#### TASK TO COMPLETE:
Scan the records below for the string "larger" and return every line where it appears.

#### DATA RECORDS:

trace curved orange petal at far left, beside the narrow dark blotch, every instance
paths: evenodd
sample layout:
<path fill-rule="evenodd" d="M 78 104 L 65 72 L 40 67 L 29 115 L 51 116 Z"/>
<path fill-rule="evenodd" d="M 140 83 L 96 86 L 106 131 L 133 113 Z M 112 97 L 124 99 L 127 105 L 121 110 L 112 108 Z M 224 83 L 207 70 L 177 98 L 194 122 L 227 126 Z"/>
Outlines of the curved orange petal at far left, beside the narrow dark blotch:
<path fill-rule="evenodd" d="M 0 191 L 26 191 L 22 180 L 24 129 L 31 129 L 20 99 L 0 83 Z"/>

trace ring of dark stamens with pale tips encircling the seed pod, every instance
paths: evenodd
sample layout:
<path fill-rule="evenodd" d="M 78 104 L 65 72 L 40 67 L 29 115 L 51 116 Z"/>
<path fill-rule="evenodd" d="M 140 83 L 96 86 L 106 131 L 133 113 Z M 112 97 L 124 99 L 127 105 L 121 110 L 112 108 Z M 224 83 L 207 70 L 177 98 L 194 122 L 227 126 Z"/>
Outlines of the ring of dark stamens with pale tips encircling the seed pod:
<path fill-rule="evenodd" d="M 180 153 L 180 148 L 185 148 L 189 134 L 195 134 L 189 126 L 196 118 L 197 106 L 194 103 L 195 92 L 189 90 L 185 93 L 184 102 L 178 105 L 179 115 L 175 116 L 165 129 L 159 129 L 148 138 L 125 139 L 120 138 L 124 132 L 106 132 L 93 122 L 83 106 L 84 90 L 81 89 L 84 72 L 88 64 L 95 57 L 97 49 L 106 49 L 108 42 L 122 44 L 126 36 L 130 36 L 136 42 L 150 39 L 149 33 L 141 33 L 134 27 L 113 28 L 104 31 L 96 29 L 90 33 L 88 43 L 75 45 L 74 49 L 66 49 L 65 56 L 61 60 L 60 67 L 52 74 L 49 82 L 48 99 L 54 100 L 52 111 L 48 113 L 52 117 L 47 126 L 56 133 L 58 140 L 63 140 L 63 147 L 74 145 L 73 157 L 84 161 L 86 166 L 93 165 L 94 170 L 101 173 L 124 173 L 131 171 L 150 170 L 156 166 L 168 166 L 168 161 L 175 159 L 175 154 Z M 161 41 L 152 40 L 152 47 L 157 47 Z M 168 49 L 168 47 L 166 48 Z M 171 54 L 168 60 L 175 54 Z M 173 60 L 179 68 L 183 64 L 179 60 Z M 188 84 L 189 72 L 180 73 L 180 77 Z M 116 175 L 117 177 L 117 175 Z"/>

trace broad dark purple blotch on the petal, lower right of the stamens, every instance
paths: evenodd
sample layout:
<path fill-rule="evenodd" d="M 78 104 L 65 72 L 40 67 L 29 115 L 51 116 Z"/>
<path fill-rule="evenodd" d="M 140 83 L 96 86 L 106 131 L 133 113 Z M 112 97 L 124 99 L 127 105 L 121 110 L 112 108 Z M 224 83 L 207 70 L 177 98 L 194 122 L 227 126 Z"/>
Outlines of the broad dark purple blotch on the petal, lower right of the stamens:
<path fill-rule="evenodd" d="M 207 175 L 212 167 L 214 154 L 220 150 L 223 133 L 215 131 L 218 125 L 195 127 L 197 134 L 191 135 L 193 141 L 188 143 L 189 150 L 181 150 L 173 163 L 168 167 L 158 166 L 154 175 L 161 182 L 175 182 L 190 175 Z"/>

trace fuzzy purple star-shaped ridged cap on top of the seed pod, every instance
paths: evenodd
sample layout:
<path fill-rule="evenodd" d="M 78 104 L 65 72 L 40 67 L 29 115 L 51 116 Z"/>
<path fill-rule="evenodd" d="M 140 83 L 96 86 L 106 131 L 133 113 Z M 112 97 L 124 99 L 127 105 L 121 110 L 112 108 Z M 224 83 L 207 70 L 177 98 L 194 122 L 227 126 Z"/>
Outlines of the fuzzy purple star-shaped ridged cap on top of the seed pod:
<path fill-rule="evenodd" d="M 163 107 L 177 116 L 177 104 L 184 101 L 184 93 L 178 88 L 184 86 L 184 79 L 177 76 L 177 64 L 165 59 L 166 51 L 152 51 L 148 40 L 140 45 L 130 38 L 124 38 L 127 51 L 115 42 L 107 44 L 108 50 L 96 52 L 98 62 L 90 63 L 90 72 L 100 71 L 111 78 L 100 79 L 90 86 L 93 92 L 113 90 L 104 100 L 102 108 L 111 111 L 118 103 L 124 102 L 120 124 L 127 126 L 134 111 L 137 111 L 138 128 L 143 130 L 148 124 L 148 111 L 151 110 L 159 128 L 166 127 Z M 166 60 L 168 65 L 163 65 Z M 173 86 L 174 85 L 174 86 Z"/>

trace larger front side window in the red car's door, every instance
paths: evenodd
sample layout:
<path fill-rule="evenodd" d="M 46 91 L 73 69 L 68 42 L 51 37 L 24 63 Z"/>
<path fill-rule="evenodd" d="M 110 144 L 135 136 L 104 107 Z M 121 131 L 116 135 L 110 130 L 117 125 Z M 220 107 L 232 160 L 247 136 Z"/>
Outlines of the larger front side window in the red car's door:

#### RESULT OF THE TASK:
trace larger front side window in the red car's door, every instance
Outlines of the larger front side window in the red car's door:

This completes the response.